EXERCISES —
[A] Translate this sentence from the article on altered mental status into Spanish: "It is something we all do from time to time."
[B] Copy out the passage of the article on altered mental status starting at "Kids: 2 mL/kg of" and ending at "administering supplemental O2.".

BEGIN EXCERPTED TEXT

Altered Mental Status: The Forgotten Four

by Bob Stuntz

Altered mental status is an all too familiar complaint to emergency physicians.  The differential is broad, and includes multiple life threatening diagnoses.  We of course think the worst: does the patient have a head bleed or a stroke?  Are they septic?  Have they ingested some life threatening drug or toxin?

All too often, we get caught up in the rush to get the patient to CT without thinking about a few common, easily diagnosed, and relatively easily fixed problems that require no radiation.  It is something we all do from time to time.  I have noted four diagnoses that I and my residents occasionally forget to look for, and wind up kicking ourselves over later.  Think about these early, and look for them routinely.  

1. Glucose: In my experience this is far and away the most commonly forgotten cause of AMS.  Glucose is the syphillis of AMS.  It can cause seizures, mimic strokes, and make a patient look like they are having an MI.  I have seen patients sent to CT for stroke and even intubated, only to later discover they have a low serum glucose.  Ask EMS for a fingerstick reading on all AMS patients.  If they did not check, you should.  Consider D for Dextrose along with disability in your ABC’s (and remember to ask for a chem stick on your oral boards!).  Treatment options range from oral glucose in the awake, to IV dextrose in those with contraindications to oral repletion (1-2 mg glucagon IM is an option if IV access is not immediately available).  What you give depends on age:

Adults: 1 mL/kg D50

Kids: 2 mL/kg of D 25

Infant/newborn: 5 mL/kg D10 

2. Hypoxia: You would think this is a simple one, but it does get missed.  A patient is not themselves at home, and a family member brings them in.  In the heat of the moment, no one tells the triage nurse they are oxygen dependent and ran out of their home O2 the day before.   This one is as simple as sticking a pulse ox on and administering supplemental O2.  

3. Hypercarbia: Seen frequently in COPD, and thus usually in an older, sicker population, we often forget to look for hypercarbia as we look for other causes of AMS.  This is as simple as getting a screening VBG or iSTAT (an iSTAT gets you your glucose as well).  As I described in a previous post, a venous pCO2 < 45 mmHg is nearly 100% sensitive in the evaluation of hypercarbia.  Remember, however, that it does not correlate well to an absolute number.  The interpretation: Normal pH and pCO2 < 45 mmHg on your VBG, and you are clear.  If the patient is acidotic or has an elevated pCO2, get an ABG to get a true evaluation and ventilate them (invasively or non invasively as indicated).  

4. Hepatic encephalopathy: You would think this would be easy: Your patient is yellow, or has a history of liver disease.  But again, patients prone to hepatic encephalopathy tend to be overall sickly, and I see extensive workups to rule out ICH, sepsis, or other causes of AMS, but lack a simple ammonia.  Do not forget to check that ammonia if the patient has any risk factors for  hepatic encephalopathy.  Treatment involves initiation of lactulose and further investigation as to the root cause.  

Three of these can be checked and treatment initiated within 5 minutes of arrival (apply a pulse ox and get an iSTAT to check a sugar and screen for hypercarbia).  While you always want to fully work up your patients with AMS, do not miss these oft forgotten, easily identified and fixed causes of AMS.

END EXCERPTED TEXT
BEGIN GIVEN RECORDS

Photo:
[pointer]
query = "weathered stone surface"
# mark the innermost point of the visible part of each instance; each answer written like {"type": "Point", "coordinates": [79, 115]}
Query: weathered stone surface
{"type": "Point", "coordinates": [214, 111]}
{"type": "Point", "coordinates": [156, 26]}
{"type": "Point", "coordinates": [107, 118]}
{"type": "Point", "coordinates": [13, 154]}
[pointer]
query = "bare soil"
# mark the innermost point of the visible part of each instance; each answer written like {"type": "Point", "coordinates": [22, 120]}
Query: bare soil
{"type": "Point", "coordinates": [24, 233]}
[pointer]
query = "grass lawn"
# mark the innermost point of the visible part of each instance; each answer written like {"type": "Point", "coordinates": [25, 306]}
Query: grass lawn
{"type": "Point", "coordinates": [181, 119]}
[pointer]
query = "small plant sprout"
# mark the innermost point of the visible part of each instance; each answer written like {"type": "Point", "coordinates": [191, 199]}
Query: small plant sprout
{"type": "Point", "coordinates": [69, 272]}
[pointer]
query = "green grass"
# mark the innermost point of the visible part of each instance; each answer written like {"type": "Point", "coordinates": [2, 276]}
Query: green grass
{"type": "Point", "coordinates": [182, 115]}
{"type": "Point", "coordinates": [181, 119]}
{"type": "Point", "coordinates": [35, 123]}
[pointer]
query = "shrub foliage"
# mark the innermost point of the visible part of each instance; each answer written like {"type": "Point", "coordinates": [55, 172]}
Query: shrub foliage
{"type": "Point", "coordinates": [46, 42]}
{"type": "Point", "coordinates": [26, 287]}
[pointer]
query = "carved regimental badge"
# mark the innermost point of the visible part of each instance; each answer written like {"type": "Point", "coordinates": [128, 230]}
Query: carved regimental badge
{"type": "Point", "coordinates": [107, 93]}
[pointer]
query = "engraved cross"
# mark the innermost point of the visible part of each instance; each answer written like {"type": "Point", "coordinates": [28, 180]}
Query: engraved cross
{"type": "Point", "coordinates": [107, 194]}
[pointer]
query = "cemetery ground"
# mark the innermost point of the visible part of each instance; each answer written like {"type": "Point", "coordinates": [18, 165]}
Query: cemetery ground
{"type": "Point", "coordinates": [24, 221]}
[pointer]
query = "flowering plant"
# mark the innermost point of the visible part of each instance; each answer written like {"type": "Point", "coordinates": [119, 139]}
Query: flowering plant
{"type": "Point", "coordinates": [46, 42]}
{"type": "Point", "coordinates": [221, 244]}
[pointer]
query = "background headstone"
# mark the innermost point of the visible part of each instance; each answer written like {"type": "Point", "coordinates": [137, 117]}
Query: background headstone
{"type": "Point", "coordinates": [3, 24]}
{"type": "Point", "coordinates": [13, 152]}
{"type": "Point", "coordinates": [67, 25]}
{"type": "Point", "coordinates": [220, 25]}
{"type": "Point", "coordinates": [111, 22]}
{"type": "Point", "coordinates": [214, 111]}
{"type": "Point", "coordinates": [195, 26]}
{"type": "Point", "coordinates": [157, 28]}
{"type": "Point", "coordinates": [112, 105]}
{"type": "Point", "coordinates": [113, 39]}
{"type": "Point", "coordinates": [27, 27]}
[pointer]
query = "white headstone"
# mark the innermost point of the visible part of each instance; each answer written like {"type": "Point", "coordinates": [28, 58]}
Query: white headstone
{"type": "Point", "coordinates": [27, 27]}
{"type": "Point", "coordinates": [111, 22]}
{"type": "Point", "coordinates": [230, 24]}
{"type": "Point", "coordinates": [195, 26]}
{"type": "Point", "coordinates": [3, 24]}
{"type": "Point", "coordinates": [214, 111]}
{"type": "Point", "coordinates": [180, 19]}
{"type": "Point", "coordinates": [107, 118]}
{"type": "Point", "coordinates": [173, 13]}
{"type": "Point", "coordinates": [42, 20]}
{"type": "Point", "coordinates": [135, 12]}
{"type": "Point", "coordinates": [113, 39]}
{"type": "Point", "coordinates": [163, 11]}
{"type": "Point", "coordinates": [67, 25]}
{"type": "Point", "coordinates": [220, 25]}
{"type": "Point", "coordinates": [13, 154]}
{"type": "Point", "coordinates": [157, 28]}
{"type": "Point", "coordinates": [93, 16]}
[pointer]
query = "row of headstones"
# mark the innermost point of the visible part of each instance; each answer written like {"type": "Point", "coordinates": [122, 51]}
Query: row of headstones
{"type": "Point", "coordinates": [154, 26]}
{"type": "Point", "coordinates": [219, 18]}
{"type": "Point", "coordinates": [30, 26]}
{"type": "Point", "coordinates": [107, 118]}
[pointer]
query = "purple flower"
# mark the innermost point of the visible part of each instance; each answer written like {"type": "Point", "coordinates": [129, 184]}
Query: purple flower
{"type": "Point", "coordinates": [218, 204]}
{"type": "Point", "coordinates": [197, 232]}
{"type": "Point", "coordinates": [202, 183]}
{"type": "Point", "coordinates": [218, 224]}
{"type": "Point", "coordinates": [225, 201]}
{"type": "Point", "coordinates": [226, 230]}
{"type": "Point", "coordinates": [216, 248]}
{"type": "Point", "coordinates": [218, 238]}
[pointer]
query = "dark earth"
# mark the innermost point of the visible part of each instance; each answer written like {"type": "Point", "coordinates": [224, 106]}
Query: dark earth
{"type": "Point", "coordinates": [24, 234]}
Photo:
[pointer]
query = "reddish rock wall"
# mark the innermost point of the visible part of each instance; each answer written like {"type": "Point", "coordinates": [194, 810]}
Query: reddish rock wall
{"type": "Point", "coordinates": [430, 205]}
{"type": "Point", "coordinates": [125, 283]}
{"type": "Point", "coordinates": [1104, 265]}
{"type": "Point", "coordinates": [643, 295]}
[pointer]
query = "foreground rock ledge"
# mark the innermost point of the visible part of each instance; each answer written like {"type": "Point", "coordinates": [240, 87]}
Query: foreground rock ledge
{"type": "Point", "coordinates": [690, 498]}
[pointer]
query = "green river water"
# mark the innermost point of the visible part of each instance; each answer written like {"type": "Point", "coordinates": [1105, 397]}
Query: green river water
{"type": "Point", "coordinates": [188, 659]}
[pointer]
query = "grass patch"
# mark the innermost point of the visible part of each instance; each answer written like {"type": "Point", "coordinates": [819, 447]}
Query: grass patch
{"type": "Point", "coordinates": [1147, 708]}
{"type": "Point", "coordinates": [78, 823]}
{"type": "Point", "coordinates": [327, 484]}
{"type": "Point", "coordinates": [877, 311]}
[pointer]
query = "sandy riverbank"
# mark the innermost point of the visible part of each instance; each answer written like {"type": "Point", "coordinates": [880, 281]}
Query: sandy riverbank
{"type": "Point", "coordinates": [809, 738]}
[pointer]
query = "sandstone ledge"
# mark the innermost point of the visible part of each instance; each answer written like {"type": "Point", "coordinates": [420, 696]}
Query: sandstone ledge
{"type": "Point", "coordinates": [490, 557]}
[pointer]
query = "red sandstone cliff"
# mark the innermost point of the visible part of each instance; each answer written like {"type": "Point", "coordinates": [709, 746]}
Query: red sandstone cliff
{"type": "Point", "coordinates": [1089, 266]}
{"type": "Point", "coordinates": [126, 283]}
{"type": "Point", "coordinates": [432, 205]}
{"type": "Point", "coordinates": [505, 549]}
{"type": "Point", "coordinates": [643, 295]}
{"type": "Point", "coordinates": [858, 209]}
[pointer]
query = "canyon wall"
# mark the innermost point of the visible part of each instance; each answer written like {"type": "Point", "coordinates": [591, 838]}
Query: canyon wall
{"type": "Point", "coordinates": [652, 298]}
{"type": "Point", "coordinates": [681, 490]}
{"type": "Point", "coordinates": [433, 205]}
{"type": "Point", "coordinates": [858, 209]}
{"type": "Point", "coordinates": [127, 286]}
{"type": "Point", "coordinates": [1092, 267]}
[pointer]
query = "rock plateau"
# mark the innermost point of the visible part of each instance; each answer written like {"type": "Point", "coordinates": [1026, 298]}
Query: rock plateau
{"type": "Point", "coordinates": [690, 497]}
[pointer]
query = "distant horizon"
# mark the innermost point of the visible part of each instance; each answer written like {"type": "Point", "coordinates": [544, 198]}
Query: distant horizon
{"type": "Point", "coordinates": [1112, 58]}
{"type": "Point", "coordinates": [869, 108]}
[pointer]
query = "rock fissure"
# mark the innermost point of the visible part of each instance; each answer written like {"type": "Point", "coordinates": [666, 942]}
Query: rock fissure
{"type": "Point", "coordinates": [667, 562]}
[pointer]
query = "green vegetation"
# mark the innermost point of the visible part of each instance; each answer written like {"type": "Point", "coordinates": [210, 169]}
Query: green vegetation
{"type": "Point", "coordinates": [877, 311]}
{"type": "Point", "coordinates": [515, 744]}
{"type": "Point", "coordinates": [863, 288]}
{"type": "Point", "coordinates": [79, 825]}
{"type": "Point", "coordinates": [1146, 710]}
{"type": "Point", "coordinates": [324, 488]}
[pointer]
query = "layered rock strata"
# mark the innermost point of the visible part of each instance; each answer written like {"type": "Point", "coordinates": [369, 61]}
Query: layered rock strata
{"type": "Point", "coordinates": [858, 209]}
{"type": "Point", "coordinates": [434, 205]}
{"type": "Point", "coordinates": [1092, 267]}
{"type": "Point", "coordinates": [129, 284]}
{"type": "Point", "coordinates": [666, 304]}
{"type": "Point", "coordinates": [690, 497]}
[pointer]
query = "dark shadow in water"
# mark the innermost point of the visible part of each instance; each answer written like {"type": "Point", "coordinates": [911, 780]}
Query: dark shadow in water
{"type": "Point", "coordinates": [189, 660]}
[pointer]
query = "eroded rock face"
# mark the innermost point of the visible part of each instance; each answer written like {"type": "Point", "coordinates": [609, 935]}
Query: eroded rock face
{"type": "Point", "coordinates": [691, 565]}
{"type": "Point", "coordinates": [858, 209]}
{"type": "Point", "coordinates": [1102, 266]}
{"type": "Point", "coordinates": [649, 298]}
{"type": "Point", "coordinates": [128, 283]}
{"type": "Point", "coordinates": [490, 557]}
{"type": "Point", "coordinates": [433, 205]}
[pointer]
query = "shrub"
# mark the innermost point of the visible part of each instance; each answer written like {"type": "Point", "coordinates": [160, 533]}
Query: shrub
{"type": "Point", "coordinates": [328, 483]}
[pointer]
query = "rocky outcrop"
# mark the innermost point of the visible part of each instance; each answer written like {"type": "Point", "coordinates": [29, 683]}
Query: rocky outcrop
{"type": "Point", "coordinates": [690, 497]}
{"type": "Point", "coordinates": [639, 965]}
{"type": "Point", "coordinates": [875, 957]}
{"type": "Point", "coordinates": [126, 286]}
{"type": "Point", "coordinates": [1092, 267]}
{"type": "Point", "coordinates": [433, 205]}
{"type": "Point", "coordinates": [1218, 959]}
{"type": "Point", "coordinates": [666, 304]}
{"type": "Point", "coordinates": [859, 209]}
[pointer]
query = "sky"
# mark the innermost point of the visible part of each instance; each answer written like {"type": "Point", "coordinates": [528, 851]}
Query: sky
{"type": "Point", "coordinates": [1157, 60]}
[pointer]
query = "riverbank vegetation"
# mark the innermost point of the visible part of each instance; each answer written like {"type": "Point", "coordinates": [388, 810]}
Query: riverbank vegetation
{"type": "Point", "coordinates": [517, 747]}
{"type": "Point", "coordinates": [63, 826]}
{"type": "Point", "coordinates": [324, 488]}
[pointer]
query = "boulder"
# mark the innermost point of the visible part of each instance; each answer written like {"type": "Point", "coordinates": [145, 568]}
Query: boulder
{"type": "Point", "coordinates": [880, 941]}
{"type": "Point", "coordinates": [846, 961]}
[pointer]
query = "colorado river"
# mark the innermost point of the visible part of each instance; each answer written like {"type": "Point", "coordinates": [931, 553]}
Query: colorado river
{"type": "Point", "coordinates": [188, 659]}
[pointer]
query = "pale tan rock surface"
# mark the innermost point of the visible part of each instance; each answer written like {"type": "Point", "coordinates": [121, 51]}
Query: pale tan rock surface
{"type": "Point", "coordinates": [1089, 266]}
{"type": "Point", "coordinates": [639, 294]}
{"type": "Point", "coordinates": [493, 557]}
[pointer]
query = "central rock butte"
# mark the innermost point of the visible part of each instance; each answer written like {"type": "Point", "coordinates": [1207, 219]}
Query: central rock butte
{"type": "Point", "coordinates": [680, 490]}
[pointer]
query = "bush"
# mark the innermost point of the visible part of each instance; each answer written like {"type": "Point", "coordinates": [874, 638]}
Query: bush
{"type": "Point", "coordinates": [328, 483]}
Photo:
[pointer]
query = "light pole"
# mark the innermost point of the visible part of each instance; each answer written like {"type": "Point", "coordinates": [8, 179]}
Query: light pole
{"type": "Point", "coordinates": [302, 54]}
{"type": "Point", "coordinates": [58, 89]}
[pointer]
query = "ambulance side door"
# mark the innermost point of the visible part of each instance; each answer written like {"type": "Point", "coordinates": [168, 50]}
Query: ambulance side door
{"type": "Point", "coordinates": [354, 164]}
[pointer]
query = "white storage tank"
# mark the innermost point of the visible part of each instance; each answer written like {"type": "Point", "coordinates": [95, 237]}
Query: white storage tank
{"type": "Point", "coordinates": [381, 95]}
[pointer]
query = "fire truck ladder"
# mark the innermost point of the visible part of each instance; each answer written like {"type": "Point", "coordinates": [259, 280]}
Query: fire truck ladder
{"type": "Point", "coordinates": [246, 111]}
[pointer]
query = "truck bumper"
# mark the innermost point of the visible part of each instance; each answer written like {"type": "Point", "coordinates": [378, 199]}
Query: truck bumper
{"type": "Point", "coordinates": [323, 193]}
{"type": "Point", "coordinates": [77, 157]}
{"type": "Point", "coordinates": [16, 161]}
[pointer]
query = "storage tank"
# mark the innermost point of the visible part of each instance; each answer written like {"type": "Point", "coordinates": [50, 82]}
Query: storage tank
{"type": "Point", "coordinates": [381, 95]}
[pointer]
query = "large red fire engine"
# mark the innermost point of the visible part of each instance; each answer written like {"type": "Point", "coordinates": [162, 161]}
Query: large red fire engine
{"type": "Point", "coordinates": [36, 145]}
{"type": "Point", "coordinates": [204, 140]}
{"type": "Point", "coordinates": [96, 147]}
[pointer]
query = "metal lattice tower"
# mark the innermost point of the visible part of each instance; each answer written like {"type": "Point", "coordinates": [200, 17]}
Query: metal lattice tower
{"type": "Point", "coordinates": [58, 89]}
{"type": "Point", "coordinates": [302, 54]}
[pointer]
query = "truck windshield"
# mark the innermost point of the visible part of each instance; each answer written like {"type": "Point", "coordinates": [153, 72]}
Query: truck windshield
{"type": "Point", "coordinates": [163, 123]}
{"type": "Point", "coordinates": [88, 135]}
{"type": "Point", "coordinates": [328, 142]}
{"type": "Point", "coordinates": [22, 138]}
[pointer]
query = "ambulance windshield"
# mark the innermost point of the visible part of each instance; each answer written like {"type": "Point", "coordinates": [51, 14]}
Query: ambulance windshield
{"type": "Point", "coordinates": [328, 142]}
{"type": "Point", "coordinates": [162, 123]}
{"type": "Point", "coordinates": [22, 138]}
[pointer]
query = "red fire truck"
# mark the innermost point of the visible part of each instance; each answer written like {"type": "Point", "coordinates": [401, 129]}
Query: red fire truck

END GIVEN RECORDS

PER-TASK ANSWERS —
[A] Es algo que todos hacemos de vez en cuando.

[B]
Kids: 2 mL/kg of D 25

Infant/newborn: 5 mL/kg D10 

2. Hypoxia: You would think this is a simple one, but it does get missed.  A patient is not themselves at home, and a family member brings them in.  In the heat of the moment, no one tells the triage nurse they are oxygen dependent and ran out of their home O2 the day before.   This one is as simple as sticking a pulse ox on and administering supplemental O2.